▶ [Work to do]
Change "one per detection" to "one object per match" in every one of the records below and leave all other text as it is.

-- START Available records --

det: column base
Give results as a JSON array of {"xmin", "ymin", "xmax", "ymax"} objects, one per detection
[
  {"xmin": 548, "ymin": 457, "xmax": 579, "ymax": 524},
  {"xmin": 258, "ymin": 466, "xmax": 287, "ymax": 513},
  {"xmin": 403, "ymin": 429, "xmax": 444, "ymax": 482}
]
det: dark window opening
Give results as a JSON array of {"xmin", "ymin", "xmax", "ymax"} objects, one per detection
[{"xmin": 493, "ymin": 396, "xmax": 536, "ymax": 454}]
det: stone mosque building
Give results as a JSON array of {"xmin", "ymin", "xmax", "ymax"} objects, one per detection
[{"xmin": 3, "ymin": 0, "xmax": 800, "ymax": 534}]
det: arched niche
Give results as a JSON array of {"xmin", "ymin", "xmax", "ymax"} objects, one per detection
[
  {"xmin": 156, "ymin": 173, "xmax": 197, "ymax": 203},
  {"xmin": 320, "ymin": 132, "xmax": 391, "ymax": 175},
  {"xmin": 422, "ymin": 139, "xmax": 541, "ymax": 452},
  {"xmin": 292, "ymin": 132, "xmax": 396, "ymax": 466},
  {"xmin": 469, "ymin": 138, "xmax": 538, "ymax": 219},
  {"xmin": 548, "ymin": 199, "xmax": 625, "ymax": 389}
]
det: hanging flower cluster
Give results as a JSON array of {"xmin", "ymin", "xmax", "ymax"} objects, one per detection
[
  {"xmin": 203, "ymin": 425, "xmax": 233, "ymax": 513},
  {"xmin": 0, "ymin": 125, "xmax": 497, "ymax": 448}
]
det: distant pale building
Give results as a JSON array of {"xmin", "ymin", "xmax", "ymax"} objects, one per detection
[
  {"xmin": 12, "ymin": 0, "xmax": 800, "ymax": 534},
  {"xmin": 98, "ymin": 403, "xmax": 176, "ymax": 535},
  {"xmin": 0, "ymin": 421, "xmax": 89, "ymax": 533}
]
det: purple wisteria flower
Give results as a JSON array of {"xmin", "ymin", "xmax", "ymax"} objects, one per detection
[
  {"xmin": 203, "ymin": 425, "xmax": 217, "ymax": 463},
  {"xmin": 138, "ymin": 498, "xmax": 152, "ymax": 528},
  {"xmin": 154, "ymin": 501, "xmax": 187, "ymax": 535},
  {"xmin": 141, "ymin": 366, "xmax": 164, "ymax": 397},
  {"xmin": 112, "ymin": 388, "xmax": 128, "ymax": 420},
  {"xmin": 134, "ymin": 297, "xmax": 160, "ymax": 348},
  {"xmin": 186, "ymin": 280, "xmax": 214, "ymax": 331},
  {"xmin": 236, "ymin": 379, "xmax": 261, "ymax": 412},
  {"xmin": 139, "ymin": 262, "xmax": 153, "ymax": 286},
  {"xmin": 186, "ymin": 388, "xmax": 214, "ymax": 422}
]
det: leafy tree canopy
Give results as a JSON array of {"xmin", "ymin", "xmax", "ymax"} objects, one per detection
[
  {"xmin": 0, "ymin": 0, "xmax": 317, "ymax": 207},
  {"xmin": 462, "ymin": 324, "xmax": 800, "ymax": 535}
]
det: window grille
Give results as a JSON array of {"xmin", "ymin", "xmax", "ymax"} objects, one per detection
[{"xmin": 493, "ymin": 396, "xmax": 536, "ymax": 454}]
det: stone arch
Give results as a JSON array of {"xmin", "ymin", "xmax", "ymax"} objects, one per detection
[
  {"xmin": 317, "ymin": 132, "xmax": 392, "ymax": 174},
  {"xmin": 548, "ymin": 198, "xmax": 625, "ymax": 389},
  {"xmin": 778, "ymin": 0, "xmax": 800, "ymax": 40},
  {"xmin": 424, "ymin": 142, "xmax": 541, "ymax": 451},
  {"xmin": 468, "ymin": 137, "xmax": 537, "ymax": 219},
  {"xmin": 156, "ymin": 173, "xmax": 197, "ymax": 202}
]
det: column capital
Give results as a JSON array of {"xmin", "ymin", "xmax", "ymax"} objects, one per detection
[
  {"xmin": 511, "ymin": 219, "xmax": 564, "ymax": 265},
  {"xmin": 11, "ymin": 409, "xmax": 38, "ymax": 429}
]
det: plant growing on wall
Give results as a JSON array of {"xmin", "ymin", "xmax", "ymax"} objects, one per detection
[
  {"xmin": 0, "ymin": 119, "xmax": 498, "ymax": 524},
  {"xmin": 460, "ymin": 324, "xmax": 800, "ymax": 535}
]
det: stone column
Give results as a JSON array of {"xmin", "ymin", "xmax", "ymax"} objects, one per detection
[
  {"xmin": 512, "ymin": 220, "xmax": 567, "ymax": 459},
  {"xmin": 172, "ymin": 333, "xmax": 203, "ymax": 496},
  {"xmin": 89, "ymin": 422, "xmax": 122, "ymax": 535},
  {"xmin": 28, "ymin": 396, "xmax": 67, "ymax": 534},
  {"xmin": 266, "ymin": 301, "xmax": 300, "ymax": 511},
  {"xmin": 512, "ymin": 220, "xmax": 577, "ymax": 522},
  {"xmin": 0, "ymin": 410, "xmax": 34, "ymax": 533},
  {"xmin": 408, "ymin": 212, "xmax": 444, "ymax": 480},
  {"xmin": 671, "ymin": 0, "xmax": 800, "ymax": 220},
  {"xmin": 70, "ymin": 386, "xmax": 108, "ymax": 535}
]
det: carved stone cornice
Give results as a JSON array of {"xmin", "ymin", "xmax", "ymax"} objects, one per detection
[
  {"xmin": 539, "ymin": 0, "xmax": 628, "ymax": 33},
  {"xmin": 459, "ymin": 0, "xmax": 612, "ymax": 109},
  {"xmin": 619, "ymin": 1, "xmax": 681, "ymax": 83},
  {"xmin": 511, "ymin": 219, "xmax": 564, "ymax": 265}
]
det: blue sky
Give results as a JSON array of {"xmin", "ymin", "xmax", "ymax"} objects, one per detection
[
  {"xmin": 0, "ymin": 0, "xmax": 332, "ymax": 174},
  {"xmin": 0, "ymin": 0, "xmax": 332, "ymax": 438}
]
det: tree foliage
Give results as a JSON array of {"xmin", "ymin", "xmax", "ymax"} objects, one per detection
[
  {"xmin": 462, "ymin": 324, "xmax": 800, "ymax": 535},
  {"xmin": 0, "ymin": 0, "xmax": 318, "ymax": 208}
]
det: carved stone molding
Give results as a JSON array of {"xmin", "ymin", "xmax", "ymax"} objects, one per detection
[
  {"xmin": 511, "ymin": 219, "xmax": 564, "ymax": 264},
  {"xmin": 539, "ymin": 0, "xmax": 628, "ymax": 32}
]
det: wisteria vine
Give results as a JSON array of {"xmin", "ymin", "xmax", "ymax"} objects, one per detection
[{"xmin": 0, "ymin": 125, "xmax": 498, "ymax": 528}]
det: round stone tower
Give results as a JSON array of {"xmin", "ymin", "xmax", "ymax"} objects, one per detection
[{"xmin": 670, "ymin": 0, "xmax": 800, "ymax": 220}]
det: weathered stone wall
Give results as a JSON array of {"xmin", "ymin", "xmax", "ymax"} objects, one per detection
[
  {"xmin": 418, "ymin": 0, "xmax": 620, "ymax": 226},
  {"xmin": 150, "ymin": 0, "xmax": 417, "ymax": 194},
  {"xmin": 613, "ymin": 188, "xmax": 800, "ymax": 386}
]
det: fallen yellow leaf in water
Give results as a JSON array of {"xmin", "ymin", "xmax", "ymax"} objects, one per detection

-- END Available records --

▶ [Response to the exercise]
det: column base
Give results as a JSON array of {"xmin", "ymin", "xmax", "ymax"} objects, one object per match
[
  {"xmin": 548, "ymin": 457, "xmax": 579, "ymax": 524},
  {"xmin": 258, "ymin": 466, "xmax": 287, "ymax": 513},
  {"xmin": 403, "ymin": 429, "xmax": 444, "ymax": 482}
]
det: dark window opening
Give results as a JSON array of {"xmin", "ymin", "xmax", "ymax"} objects, one object per match
[{"xmin": 493, "ymin": 396, "xmax": 536, "ymax": 454}]
det: stone mosque building
Give results as a JSON array of {"xmin", "ymin", "xmax", "ymax"} objects, one object per match
[{"xmin": 3, "ymin": 0, "xmax": 800, "ymax": 534}]
det: arched niche
Give results as a JSON array of {"xmin", "ymin", "xmax", "ymax"} objects, one object per match
[
  {"xmin": 156, "ymin": 173, "xmax": 197, "ymax": 203},
  {"xmin": 320, "ymin": 132, "xmax": 391, "ymax": 175},
  {"xmin": 422, "ymin": 139, "xmax": 541, "ymax": 452},
  {"xmin": 292, "ymin": 132, "xmax": 396, "ymax": 466},
  {"xmin": 469, "ymin": 138, "xmax": 538, "ymax": 219},
  {"xmin": 548, "ymin": 199, "xmax": 625, "ymax": 389}
]
det: hanging flower cluster
Give results as a JSON array of {"xmin", "ymin", "xmax", "ymax"} objects, one object per match
[
  {"xmin": 203, "ymin": 425, "xmax": 233, "ymax": 513},
  {"xmin": 0, "ymin": 125, "xmax": 497, "ymax": 448}
]
det: distant pale building
Give results as a JSON array of {"xmin", "ymin", "xmax", "ymax"} objects, one object per match
[
  {"xmin": 12, "ymin": 0, "xmax": 800, "ymax": 534},
  {"xmin": 98, "ymin": 403, "xmax": 176, "ymax": 535},
  {"xmin": 0, "ymin": 421, "xmax": 89, "ymax": 533}
]
det: purple wisteria flower
Give results as a JSON array of {"xmin", "ymin", "xmax", "ymax"} objects, one object per match
[
  {"xmin": 203, "ymin": 425, "xmax": 217, "ymax": 463},
  {"xmin": 138, "ymin": 498, "xmax": 152, "ymax": 528},
  {"xmin": 154, "ymin": 501, "xmax": 187, "ymax": 535},
  {"xmin": 141, "ymin": 366, "xmax": 164, "ymax": 397},
  {"xmin": 112, "ymin": 388, "xmax": 128, "ymax": 420},
  {"xmin": 134, "ymin": 297, "xmax": 160, "ymax": 348},
  {"xmin": 186, "ymin": 280, "xmax": 214, "ymax": 331},
  {"xmin": 236, "ymin": 379, "xmax": 261, "ymax": 412},
  {"xmin": 139, "ymin": 262, "xmax": 153, "ymax": 286},
  {"xmin": 186, "ymin": 388, "xmax": 214, "ymax": 422}
]
det: leafy tree canopy
Give results as a JSON array of {"xmin", "ymin", "xmax", "ymax"} objects, one object per match
[
  {"xmin": 0, "ymin": 0, "xmax": 317, "ymax": 207},
  {"xmin": 462, "ymin": 324, "xmax": 800, "ymax": 535}
]
det: window grille
Give results as a JSON array of {"xmin", "ymin", "xmax", "ymax"} objects, one object per match
[{"xmin": 493, "ymin": 396, "xmax": 536, "ymax": 454}]
det: stone arch
Give results as a JSON array of {"xmin", "ymin", "xmax", "ymax"} objects, one object per match
[
  {"xmin": 317, "ymin": 132, "xmax": 392, "ymax": 174},
  {"xmin": 548, "ymin": 198, "xmax": 625, "ymax": 389},
  {"xmin": 778, "ymin": 0, "xmax": 800, "ymax": 40},
  {"xmin": 424, "ymin": 142, "xmax": 541, "ymax": 451},
  {"xmin": 468, "ymin": 137, "xmax": 537, "ymax": 219},
  {"xmin": 156, "ymin": 173, "xmax": 197, "ymax": 202}
]
det: column capital
Give results as a JSON array of {"xmin", "ymin", "xmax", "ymax"} objects, one object per match
[
  {"xmin": 511, "ymin": 219, "xmax": 564, "ymax": 265},
  {"xmin": 11, "ymin": 409, "xmax": 38, "ymax": 429}
]
det: plant growing on wall
Give results as a JSON array of {"xmin", "ymin", "xmax", "ymax"} objects, one object per match
[
  {"xmin": 0, "ymin": 119, "xmax": 498, "ymax": 524},
  {"xmin": 460, "ymin": 324, "xmax": 800, "ymax": 535}
]
det: stone column
Give results as a JSON array of {"xmin", "ymin", "xmax", "ymax"} objects, one object per match
[
  {"xmin": 512, "ymin": 220, "xmax": 567, "ymax": 459},
  {"xmin": 172, "ymin": 333, "xmax": 203, "ymax": 496},
  {"xmin": 89, "ymin": 422, "xmax": 122, "ymax": 535},
  {"xmin": 28, "ymin": 396, "xmax": 67, "ymax": 534},
  {"xmin": 266, "ymin": 301, "xmax": 300, "ymax": 511},
  {"xmin": 512, "ymin": 220, "xmax": 577, "ymax": 522},
  {"xmin": 0, "ymin": 410, "xmax": 34, "ymax": 533},
  {"xmin": 408, "ymin": 212, "xmax": 444, "ymax": 480},
  {"xmin": 671, "ymin": 0, "xmax": 800, "ymax": 220},
  {"xmin": 70, "ymin": 386, "xmax": 108, "ymax": 535}
]
det: carved stone cornice
Give results as a JSON array of {"xmin", "ymin", "xmax", "ymax"} objects, one object per match
[
  {"xmin": 539, "ymin": 0, "xmax": 628, "ymax": 33},
  {"xmin": 459, "ymin": 0, "xmax": 612, "ymax": 109},
  {"xmin": 619, "ymin": 1, "xmax": 681, "ymax": 83},
  {"xmin": 511, "ymin": 219, "xmax": 564, "ymax": 265}
]
det: blue sky
Give results as a JSON array of {"xmin", "ymin", "xmax", "ymax"} objects, one object per match
[
  {"xmin": 0, "ymin": 0, "xmax": 332, "ymax": 174},
  {"xmin": 0, "ymin": 0, "xmax": 332, "ymax": 438}
]
det: tree foliage
Give results as a JSON array of {"xmin", "ymin", "xmax", "ymax"} objects, one object per match
[
  {"xmin": 462, "ymin": 324, "xmax": 800, "ymax": 535},
  {"xmin": 0, "ymin": 0, "xmax": 318, "ymax": 208}
]
det: carved stone molding
Give results as a JSON array of {"xmin", "ymin", "xmax", "ymax"} objects, one object per match
[
  {"xmin": 511, "ymin": 219, "xmax": 564, "ymax": 264},
  {"xmin": 539, "ymin": 0, "xmax": 628, "ymax": 32}
]
det: wisteria vine
Give results as a JSON array of {"xmin", "ymin", "xmax", "ymax"} objects, one object per match
[{"xmin": 0, "ymin": 125, "xmax": 498, "ymax": 528}]
det: round stone tower
Give results as a JSON array of {"xmin", "ymin", "xmax", "ymax"} objects, one object per match
[{"xmin": 670, "ymin": 0, "xmax": 800, "ymax": 220}]
det: weathered stone wall
Give results as a JSON array of {"xmin", "ymin", "xmax", "ymax"} objects, one object per match
[
  {"xmin": 418, "ymin": 0, "xmax": 620, "ymax": 226},
  {"xmin": 150, "ymin": 0, "xmax": 417, "ymax": 194},
  {"xmin": 613, "ymin": 188, "xmax": 800, "ymax": 386}
]
det: fallen yellow leaf in water
Give results as a JSON array of {"xmin", "ymin", "xmax", "ymax"} objects, one object per match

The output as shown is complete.